* **Document text**:
· · ·
A Blog About Living with Mental Illness
I don’t want to have this operation on Friday.
Did I already mention that like 100 times? Sorry, I know I’m annoying but I so absolutely completely and totally do NOT want this. Like I’m quite cool with dying, no worries – me and death, we are square. It’s life that I struggle with, it’s life that I’ve been trying to avoid since I was about 8 years old.
They (the doctors) KNOW I don’t want this, they just don’t seem to get that it’s not because nobody wants an operation but that I’d genuinely rather die, in fact I’d be lying if I said I hadn’t contemplated suicide more in the last week than I have in the last 5 years.
Who the fuck has a life saving operation when they want to die? Talk about hypocrisy. It makes me so angry! 
The husband insists on staying in the city the night before to avoid random car trouble so I can’t rig any screws in the tyres there. The fuckers have gone and put me 1st in the theatre list at an ungodly hour of the morning so I can’t run away from there either. They also do a blood test as I go in so I can’t even pop a ridiculous amount of something just prior to make me die on the table.
· · ·
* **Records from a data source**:
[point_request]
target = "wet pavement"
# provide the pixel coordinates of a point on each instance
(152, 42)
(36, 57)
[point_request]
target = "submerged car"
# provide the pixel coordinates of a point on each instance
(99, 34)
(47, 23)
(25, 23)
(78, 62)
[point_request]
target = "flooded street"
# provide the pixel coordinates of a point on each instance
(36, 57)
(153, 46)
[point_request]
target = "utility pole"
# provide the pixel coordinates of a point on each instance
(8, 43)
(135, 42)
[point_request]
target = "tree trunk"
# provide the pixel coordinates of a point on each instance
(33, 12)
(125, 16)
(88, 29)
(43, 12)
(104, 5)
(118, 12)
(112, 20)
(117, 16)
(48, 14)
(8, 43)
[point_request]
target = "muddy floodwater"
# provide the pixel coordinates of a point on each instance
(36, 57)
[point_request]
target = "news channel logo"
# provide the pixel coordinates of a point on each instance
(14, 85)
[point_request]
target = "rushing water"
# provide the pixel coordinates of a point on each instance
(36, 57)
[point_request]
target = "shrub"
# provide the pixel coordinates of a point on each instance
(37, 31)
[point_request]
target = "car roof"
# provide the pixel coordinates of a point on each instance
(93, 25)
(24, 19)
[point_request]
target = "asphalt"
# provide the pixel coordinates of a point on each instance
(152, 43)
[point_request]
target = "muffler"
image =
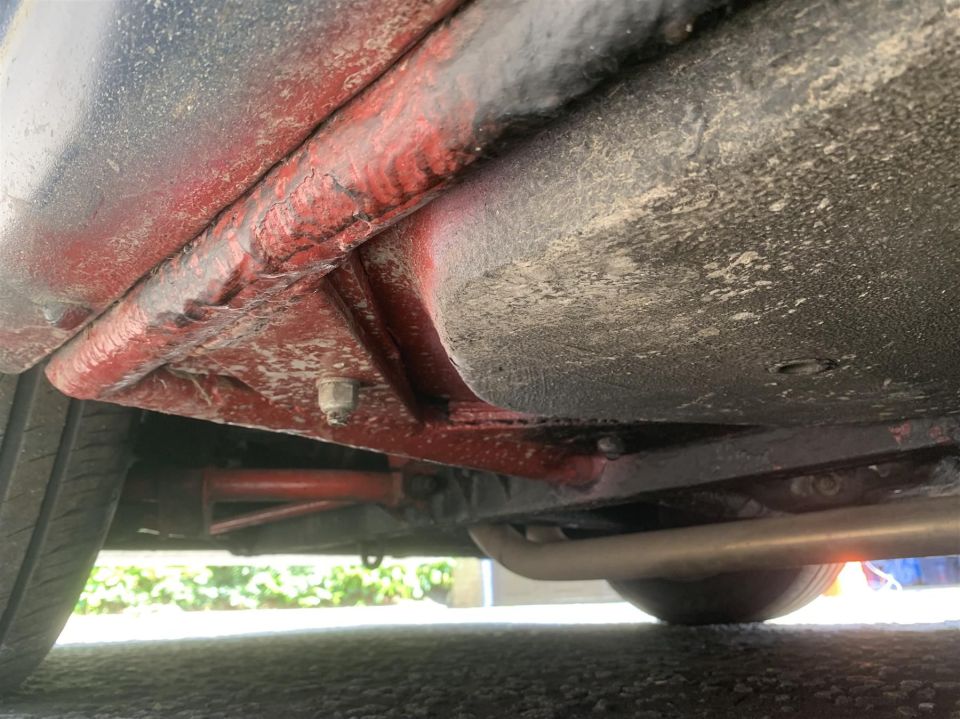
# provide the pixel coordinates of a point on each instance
· · ·
* **Instructions to follow**:
Please answer these questions from the blog post:
(a) On what day is the operation scheduled?
(b) Since about what age has the writer been trying to avoid life?
(c) Where has the writer been placed on the theatre list?
Rely only on the blog post for the answers.

* **Answer space**:
(a) Friday
(b) About 8 years old
(c) 1st